Activities:
1) According to the lecture on cranial neuropore defects, what term is used when meninges and cerebrospinal fluid balloon out through a defect in the skull?
2) Carry on the lecture on cranial neuropore defects after its last sentence.

And the cribriform plate of the ethmoid bone has many, many tiny holes in it
because it has to develop around the nerves that are already present.
And if you have any trauma to the head that sheers those nerves,
you can wind up with loss of the sensation of smell.
So the olfactory bulb connects from the telencephalon and synapses
with olfactory nerves coming from primary neurosensory cells in the nasal cavity.
Now, what things can go wrong in this process?
If you recall, we discussed how the cranial and caudal neuropores close
during early development neurulation
and this allows the central nervous system to migrate completely into the mesoderm
and take up residence inside the body.
If there´s a delay or outright failure of the cranial neuropore to close,
it can create a variety of problems
and their severity is matched by the impressive nomenclature
that´s associated with them.
First, we can have a defect in the posterior aspect of the skull
that allows the meninges and cerebrospinal fluid to balloon out.
This is gonna be called a meningocele because it has meninges,
the dermodrin arachnoid mater pushing out from this bubble within the skull.
If we have a portion of the brain or cerebellum,
so cortex or cerebellum pushing through a defect as well as the meninges
and cerebral spinal fluid, this is called ameningoencephalocele.
And last but not least by a long shot
is what happens when we have the meninges,
cerebrospinal fluid, brain matter, and a portion of the internal ventricles
herniating through a defect.
This is called a meningohydroencephalocele.
Now, the nomenclature sounds daunting
but it really does describe what´s involved in the bubble.
If it´s meninges and CSF, it´s a meningocele.
If it´s meninges and part of the brain, it´s a meningoencephalocele
and if it´s meninges, brain, and the internal ventricular system,
then we have meningohydroencephalocele.
Very severe failure of the cranial neuropore to close
results in a failure of the brain itself to form
and this is going to be called anencephaly, failure of the head to develop.
This is absolutely incompatible with life outside the womb
and because the neural tube didn´t form,
the brain itself cannot form with this severity of a neuropore defect.
Now, other things that can go wrong in this process
is failure of the right and left cortexes to fully separate from each other
and this creates a spectrum of disease called holoprosencephaly.
So it´s located on the prosencephalon
but there´s a fusion of it, hence, holoprosencephaly.

(Natural-language object grounding data)
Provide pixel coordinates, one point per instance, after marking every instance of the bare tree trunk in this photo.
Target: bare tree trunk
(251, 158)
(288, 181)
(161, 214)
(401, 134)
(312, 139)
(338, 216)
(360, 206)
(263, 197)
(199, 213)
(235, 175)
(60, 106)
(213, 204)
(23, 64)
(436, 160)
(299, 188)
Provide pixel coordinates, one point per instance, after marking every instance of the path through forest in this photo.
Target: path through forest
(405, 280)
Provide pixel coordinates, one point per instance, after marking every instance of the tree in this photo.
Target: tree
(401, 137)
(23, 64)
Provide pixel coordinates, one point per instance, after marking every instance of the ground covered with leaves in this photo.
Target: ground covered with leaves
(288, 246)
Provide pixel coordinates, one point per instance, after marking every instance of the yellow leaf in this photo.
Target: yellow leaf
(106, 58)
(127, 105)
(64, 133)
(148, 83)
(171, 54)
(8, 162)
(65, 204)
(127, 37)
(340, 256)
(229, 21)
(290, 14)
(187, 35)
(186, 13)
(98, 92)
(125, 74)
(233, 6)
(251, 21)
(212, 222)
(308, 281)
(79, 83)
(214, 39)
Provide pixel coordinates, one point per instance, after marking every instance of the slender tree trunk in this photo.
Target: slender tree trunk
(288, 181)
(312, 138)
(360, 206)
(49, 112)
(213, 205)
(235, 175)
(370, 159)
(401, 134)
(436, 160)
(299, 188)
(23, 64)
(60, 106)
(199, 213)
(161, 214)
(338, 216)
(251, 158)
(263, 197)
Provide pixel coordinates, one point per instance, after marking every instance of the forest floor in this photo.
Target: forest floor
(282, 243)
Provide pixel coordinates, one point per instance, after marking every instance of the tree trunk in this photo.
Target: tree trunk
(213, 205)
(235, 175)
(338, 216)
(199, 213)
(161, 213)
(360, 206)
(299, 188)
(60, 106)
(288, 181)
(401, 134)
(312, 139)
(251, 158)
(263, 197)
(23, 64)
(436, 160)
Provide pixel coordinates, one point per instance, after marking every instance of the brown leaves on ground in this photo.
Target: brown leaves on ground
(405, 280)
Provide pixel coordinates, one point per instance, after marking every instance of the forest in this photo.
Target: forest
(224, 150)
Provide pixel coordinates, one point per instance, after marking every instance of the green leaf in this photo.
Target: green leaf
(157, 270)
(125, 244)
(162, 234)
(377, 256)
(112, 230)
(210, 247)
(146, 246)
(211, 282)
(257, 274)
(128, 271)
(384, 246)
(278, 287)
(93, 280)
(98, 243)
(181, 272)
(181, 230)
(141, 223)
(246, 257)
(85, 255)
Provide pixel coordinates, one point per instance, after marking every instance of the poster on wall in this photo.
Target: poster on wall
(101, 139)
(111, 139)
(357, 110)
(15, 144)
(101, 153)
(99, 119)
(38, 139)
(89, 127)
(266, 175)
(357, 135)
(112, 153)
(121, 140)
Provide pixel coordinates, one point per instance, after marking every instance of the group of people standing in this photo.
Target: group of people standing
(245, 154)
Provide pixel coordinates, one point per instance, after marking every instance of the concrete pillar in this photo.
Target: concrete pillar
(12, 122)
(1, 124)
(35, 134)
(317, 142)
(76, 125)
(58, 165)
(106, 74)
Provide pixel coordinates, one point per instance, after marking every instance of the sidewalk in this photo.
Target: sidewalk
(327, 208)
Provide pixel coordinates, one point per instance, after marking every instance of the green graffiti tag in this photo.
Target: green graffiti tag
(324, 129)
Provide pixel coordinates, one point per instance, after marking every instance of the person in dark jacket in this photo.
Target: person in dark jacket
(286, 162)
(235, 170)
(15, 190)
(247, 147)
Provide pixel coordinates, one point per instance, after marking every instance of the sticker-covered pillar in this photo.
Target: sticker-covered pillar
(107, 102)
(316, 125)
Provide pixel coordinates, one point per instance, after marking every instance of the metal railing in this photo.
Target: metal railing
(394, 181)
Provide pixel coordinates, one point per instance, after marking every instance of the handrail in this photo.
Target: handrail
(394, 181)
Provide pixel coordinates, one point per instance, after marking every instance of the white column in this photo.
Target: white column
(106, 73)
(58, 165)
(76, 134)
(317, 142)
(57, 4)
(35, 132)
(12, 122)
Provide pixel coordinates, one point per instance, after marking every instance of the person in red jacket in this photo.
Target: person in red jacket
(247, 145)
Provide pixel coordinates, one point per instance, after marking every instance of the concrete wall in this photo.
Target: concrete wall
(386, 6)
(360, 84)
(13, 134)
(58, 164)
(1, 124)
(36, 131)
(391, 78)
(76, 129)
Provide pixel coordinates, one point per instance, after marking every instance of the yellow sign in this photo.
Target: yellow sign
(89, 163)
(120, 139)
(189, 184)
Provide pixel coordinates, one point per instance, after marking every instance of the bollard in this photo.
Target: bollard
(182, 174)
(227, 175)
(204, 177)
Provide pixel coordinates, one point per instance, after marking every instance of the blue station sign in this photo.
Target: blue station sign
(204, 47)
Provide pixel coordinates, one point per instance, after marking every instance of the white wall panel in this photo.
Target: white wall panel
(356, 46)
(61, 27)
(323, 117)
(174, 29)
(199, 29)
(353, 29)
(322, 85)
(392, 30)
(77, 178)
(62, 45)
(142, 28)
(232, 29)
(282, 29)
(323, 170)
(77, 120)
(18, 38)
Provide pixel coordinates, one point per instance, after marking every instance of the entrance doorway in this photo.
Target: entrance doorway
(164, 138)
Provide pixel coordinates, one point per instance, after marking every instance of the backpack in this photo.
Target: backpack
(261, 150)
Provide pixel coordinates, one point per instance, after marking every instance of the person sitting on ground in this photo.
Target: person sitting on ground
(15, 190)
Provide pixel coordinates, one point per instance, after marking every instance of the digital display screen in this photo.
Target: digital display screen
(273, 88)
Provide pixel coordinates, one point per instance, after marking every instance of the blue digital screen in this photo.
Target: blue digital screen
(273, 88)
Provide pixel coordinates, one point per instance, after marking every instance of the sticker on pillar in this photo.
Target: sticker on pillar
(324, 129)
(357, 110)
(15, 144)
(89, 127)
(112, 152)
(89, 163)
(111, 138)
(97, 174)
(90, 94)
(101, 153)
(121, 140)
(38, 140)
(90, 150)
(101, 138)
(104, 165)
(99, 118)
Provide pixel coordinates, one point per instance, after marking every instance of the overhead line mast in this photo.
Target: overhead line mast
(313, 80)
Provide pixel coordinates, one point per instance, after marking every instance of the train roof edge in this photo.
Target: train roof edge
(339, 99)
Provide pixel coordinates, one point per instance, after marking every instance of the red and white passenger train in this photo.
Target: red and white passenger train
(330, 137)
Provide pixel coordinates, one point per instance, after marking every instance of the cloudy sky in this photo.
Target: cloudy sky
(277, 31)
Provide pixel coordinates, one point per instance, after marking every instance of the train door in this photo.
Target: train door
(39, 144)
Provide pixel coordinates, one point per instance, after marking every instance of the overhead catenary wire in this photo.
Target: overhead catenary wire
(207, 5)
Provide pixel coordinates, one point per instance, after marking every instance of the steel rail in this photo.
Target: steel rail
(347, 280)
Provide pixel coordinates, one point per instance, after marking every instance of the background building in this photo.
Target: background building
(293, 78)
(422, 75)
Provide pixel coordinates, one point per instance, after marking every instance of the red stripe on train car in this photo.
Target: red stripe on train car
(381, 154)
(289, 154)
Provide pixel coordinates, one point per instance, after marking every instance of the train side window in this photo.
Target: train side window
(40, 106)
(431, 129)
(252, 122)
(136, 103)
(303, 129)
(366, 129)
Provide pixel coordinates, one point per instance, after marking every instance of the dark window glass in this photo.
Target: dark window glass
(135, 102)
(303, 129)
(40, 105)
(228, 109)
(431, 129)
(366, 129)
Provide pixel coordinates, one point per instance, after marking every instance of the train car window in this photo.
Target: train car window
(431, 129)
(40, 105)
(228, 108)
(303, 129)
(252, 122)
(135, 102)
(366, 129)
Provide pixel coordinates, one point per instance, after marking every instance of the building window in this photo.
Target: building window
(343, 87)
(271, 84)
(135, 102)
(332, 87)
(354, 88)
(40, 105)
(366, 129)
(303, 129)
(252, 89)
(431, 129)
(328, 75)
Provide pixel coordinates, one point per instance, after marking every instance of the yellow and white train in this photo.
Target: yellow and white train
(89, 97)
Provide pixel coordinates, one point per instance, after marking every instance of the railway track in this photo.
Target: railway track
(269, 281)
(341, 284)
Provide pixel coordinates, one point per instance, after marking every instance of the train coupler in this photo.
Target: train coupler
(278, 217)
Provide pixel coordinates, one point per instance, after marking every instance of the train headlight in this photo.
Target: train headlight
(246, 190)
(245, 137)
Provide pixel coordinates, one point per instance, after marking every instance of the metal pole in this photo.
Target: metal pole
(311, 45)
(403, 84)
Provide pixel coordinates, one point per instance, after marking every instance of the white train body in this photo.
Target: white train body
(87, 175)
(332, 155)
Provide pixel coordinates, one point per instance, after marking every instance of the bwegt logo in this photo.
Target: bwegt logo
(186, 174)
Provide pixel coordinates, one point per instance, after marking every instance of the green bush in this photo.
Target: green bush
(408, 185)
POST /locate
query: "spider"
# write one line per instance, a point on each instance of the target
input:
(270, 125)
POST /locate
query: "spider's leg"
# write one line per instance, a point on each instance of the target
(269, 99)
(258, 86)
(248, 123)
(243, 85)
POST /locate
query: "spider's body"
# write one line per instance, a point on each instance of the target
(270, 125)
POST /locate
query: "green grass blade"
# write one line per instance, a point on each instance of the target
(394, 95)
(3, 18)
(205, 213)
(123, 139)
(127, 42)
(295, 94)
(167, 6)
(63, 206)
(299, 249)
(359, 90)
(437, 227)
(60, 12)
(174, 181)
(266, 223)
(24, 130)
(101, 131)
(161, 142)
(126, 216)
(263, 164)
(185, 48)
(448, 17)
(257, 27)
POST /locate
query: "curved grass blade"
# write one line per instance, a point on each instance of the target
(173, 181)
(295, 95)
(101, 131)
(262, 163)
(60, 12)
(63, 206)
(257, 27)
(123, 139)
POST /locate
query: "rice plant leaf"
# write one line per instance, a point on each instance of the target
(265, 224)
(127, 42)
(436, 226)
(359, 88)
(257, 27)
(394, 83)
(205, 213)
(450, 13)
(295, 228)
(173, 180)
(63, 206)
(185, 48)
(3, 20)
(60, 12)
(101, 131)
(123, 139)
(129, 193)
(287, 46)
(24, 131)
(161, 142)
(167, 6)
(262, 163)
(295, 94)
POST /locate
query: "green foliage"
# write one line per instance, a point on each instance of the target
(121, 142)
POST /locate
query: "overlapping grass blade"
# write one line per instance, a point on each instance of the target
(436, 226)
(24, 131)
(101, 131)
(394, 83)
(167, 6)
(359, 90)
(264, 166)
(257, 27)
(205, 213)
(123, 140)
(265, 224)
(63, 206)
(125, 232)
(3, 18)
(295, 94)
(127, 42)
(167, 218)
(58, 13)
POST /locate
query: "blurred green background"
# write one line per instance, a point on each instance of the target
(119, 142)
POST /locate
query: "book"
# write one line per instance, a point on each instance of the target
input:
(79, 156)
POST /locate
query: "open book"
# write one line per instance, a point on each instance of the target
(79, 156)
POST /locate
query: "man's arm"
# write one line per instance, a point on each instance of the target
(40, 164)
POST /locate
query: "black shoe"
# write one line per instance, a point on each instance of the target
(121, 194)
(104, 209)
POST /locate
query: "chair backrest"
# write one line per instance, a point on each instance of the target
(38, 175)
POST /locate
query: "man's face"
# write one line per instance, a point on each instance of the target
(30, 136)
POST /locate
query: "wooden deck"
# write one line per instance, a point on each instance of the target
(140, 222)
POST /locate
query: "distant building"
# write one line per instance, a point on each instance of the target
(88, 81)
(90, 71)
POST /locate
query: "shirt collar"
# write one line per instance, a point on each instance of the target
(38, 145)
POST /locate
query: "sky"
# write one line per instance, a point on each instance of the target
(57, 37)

Task responses:
1) A meningocele.

2)
The least severe forms of this have slight narrowing of the midline structures
of both the central nervous system and the face, and they can be relatively innocuous.
However, if the brain has not fully separated,
we wind up with what´s called semilobar holopresencephaly
where the right and left lobes of the brain are incompletely divided
and it´s connected to a far greater degree than it should be.
In this image, you can see that the right and left cortex have not separated
and the lateral ventricles are very, very open to one another in this brain.
The most severe form of holoprosencephaly is known as alobar holoprosencephaly
where there´s simply no division of the right and left cortex from one another.
These brains appear somewhat mushroom shaped
because they´re so close together on the midline, the eyes do not fully separate
and we can have varying degrees of cyclopia or single eyed appearance.
So remember, that holoprosencephaly does not just affect the central nervous system
but also, the structures of the face
which we´ll discuss in the lecture on facial development.
Other problems that can happen in this process
is that we can have failure of the brain to enlarge to the degree that we´d expect.
This is gonna case microcephaly, small headedness.
This is typically diagnosed when someone has a head that is two to three standard deviations
below the norm.
It can happen alongside other conditions
or sometimes, can happen just in isolation.
It is tied to a variety of problems including
chromosomal abnormalities, different mutations, viral infections
such as Zika, maternal malnutrition
and other causes that go further on down the line of obscurity.
Microcephaly does result in developmental delays
because there´s simply not as much neural tissue present
and seizures are a common sequelae of it as well.
Thank you very much and I´ll see you on our next talk.